WRITTEN EXERCISE: Reproduce the following data verbatim, with no alterations.

PROVIDED ENTRIES:

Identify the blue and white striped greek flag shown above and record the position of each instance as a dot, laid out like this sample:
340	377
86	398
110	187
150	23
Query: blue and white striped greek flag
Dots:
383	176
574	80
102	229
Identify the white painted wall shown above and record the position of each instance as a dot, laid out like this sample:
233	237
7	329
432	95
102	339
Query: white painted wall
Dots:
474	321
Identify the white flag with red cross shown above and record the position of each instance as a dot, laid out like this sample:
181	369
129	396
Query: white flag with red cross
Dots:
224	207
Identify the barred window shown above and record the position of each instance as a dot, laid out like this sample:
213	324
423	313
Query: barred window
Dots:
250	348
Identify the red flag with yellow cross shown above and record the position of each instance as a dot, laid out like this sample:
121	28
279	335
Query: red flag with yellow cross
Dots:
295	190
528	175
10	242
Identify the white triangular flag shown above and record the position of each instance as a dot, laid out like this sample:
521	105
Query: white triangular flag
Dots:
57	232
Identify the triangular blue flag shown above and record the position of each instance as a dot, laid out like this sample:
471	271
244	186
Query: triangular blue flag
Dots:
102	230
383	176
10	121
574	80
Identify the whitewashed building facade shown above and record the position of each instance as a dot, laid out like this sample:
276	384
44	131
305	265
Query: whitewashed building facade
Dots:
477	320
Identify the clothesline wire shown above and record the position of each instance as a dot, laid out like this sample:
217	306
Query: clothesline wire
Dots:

TASK ANSWER:
Identify the blue and white striped greek flag shown above and record the position of each instance as a dot, laid out like this sample:
340	377
86	398
110	187
150	23
Query: blue and white striped greek flag
Dots:
383	176
574	80
102	229
Identify the white painted wall shown above and record the position of each instance as a dot, laid out like this sample:
233	237
7	329
432	95
102	339
Query: white painted wall
Dots:
474	321
Identify the white flag with red cross shown above and record the position of each instance as a dot, laid out like this sample:
181	369
129	396
Query: white flag with red cross
Dots:
224	207
Identify the barred window shown above and record the position of each instance as a dot, laid out like this sample:
213	324
423	313
Query: barred window
Dots:
250	348
Identify the red flag with yellow cross shown above and record the position of each instance as a dot, laid out like this sample:
121	28
279	335
Query: red flag with yellow cross
Dots:
295	190
528	175
10	242
Identify the white triangular flag shown above and record the position of each instance as a dot, laid out like this sample:
521	105
Query: white triangular flag
Dots:
57	232
Identify the triangular blue flag shown above and record the position of each instance as a dot, laid out like this sample:
471	271
244	186
Query: triangular blue flag
Dots:
102	230
383	176
10	121
574	80
Identify the whitewashed building facade shown above and record the position of each instance as a dot, laid out like this sample:
276	384
44	131
305	265
Query: whitewashed building facade
Dots:
477	320
Identify the clothesline wire shown above and record the position of each instance as a dot, laid out like this sample:
217	306
Query: clothesline wire
Dots:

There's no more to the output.